Point-based annotation data
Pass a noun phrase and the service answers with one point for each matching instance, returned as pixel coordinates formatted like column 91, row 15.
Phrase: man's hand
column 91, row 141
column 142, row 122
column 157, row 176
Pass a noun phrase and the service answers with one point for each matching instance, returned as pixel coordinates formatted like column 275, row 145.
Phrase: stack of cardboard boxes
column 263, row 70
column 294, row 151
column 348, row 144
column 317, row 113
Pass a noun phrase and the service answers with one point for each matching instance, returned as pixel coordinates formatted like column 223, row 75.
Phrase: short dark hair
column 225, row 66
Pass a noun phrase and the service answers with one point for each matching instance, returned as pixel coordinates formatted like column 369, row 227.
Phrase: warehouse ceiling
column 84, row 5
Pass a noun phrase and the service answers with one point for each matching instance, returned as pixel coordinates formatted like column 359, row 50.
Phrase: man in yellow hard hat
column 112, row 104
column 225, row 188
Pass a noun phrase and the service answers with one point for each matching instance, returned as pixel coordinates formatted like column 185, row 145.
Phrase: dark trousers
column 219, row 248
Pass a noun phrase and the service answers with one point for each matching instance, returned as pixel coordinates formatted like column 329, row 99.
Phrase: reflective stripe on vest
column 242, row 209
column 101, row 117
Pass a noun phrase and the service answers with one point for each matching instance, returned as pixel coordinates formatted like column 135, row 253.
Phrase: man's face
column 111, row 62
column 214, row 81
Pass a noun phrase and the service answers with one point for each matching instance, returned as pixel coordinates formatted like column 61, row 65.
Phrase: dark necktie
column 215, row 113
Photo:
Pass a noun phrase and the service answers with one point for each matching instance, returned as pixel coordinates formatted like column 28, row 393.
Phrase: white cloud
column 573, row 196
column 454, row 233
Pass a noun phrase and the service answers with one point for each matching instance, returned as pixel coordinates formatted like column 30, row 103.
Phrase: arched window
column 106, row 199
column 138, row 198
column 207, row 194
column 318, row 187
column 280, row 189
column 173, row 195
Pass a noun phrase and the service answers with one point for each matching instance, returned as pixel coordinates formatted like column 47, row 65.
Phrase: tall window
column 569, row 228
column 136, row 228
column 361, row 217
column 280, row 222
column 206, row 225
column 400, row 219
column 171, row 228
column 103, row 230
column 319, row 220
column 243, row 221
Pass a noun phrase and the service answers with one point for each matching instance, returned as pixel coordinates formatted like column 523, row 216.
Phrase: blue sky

# Required work
Reproduce all of the rows above word for word.

# Solution for this task
Pass a noun phrase and the service answers with one point for each matching instance, returned as pixel coordinates formatted like column 91, row 15.
Phrase: man's hand
column 91, row 141
column 142, row 122
column 157, row 176
Pass a noun phrase and the service answers with one point for each matching instance, returned as pixel coordinates formatted like column 275, row 145.
Phrase: stack of cardboard boxes
column 263, row 70
column 294, row 151
column 348, row 144
column 317, row 113
Pass a noun phrase and the service answers with one point for each matching instance, returned as pixel coordinates formatted like column 223, row 75.
Phrase: short dark hair
column 225, row 66
Pass a noun phrase and the service answers with one point for each matching instance, returned as pixel coordinates formatted like column 369, row 227.
Phrase: warehouse ceiling
column 84, row 5
Pass a noun phrase and the service answers with one point for each matching instance, returned as pixel coordinates formatted like column 359, row 50.
Phrase: man in yellow hard hat
column 112, row 104
column 225, row 188
Pass a noun phrase and the service answers with one point for each matching instance, returned as pixel coordinates formatted like column 185, row 145.
Phrase: dark trousers
column 219, row 248
Pass a noun phrase and the service answers with one point for each matching instance, returned as pixel coordinates formatted like column 329, row 99.
Phrase: reflective stripe on vest
column 242, row 209
column 101, row 117
Pass a noun phrase and the service answers with one point for each matching instance, returned as pixel coordinates formatted like column 135, row 253.
Phrase: man's face
column 111, row 62
column 214, row 81
Pass a noun phrase and the service answers with one point for each matching instance, returned as pixel coordinates formatted like column 61, row 65.
Phrase: dark necktie
column 215, row 113
Photo:
Pass a noun phrase and the service answers with one point for each matching instance, returned as pixel coordinates formatted like column 28, row 393.
Phrase: white cloud
column 573, row 196
column 454, row 233
Pass a noun phrase and the service answers with one point for each matching instance, returned as pixel coordinates formatted like column 30, row 103.
Phrase: arched window
column 106, row 199
column 138, row 198
column 207, row 194
column 318, row 187
column 280, row 189
column 173, row 195
Pass a noun phrase and the service answers with one point for each matching instance, returned as pixel coordinates formatted like column 47, row 65.
Phrase: tall window
column 569, row 228
column 136, row 228
column 361, row 217
column 280, row 222
column 206, row 225
column 400, row 219
column 171, row 228
column 103, row 230
column 319, row 220
column 243, row 221
Pass a noun phrase and the service answers with one point for each matching instance, returned as pixel coordinates formatted like column 523, row 216.
Phrase: blue sky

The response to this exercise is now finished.